● Try it
Repeat the data exactly as it appears.

● Task inputs
○ ○ ○ ○ ○
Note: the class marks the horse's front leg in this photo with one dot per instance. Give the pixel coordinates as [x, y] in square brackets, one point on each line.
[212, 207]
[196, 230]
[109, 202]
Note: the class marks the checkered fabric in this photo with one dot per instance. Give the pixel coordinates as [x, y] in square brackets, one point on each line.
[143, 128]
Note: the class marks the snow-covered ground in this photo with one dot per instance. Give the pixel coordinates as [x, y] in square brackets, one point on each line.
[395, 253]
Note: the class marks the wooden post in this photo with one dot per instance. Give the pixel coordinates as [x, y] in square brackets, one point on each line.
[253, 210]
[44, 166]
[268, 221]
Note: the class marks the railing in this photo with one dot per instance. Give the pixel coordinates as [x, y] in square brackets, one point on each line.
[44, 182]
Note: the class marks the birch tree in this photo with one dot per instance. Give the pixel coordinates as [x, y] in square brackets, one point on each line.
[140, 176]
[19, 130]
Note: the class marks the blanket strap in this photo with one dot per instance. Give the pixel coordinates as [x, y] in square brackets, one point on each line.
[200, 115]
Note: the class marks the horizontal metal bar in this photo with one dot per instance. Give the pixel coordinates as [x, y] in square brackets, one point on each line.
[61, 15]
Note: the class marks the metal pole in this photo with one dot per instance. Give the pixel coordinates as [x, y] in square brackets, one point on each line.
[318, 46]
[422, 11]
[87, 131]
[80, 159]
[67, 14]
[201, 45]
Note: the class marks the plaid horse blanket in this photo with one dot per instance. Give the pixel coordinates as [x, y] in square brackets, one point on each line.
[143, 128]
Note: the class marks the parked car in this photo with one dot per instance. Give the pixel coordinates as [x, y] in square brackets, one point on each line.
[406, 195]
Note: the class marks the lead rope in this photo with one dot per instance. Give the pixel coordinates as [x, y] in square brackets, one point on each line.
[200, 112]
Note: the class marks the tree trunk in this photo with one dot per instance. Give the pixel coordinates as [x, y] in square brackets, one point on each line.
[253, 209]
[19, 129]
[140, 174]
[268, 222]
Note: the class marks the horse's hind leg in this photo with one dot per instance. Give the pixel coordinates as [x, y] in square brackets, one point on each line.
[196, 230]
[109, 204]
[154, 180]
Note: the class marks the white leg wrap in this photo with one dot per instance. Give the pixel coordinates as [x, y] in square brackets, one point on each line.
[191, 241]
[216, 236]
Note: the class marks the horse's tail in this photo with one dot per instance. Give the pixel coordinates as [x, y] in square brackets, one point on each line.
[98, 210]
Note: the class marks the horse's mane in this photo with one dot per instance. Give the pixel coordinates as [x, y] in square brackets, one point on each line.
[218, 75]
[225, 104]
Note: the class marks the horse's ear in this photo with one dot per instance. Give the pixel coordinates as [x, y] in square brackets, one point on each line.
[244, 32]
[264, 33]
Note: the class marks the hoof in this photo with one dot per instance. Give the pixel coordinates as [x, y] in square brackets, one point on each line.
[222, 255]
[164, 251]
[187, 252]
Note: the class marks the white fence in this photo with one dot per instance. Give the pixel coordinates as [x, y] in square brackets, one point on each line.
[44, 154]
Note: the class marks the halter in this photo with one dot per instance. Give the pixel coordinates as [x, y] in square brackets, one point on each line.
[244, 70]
○ ○ ○ ○ ○
● Solution for this exercise
Note: the class marks the horse's front leg in this photo with one dot per instance. Give the pixel coordinates as [x, y] in square brackets, one point on each line.
[212, 207]
[196, 230]
[109, 202]
Note: the class marks the checkered fabric in this photo with one dot per instance. Give the pixel coordinates as [x, y] in square brackets, one point on each line.
[143, 128]
Note: the class marks the snow-covered ground in this photo with one dot per instance. Give the pixel coordinates as [x, y] in square brackets, one point on each line.
[395, 253]
Note: the class marks the wooden post in this photo with one dot per instance. Give the pixel coordinates as [x, y] in square brackets, one point on each line.
[253, 210]
[44, 166]
[268, 221]
Note: the class marks the railing in this photo with one dot per instance. Give the pixel coordinates as [x, y] in square brackets, one point on each line.
[44, 182]
Note: the class marks the birch tree in this photo with one dot per instance. Give the pixel coordinates as [x, y] in square brackets, one point on each line.
[140, 176]
[19, 130]
Note: the class marks the blanket strap in this photo with one dot per instance. Give the pixel coordinates as [x, y] in square brackets, one point on each line.
[200, 115]
Note: the class marks the horizontal metal bar in this photo with one dot per instance. Give the pixel coordinates as [x, y] in square brackets, one point on each line.
[61, 15]
Note: the class marks the metal pole in this photo with one dot per instance. Give the pixel coordinates as [x, y] in square brackets, one point on each line.
[318, 46]
[422, 11]
[87, 131]
[80, 159]
[67, 14]
[201, 45]
Note: the class marks the plaid horse blanket in this photo with one dot per instance. Give the pixel coordinates as [x, y] in square brackets, one point on each line.
[143, 128]
Note: the class marks the parked car in this photo with one dot per instance. Give the pixel coordinates as [x, y] in square brackets, one point on each line.
[406, 195]
Note: the class marks the lead rope in this photo with one dot per instance. Give the pixel coordinates as [x, y] in square brackets, one point on each line.
[200, 112]
Note: the class marks the tree trunk in this photo with one dot per instance. Give the pixel coordinates as [x, y] in square brackets, one point on each line.
[253, 209]
[19, 129]
[140, 174]
[268, 222]
Note: the class marks the horse's hind leg in this photo with one dot per instance. Give the pixel coordinates as [x, y] in square brackets, one point on each line.
[196, 230]
[109, 204]
[154, 180]
Note: the class marks the white leg wrap in this photo with one dot per instance. Give the pixel coordinates as [x, y] in square brackets, one point on each line.
[191, 241]
[216, 236]
Note: the class marks the horse's tail in this photo with one dot per instance. Give the pixel coordinates as [x, y] in square brackets, one point on each line.
[98, 210]
Note: the class marks the horse's mane in this photo with one dot per instance. Give the pixel coordinates as [x, y] in square brackets, one point on each line.
[218, 75]
[225, 104]
Note: the class marks the horse's ear in this photo with one dot per instance. Give the pixel coordinates as [x, y] in square brackets, one point on each line.
[244, 32]
[264, 33]
Note: the class marks the hoof in this photo with one dot per instance. Give the pixel coordinates as [x, y] in square brackets, one point on each line.
[222, 255]
[164, 251]
[187, 252]
Note: the class marks the white fence in this photo with one dot per instance. Give the pixel coordinates as [x, y] in square brackets, one point on each line.
[44, 154]
Note: the class marks the halter in this photo with one dot per instance. Give the pixel coordinates as [x, y] in square brackets, one point on each line.
[244, 70]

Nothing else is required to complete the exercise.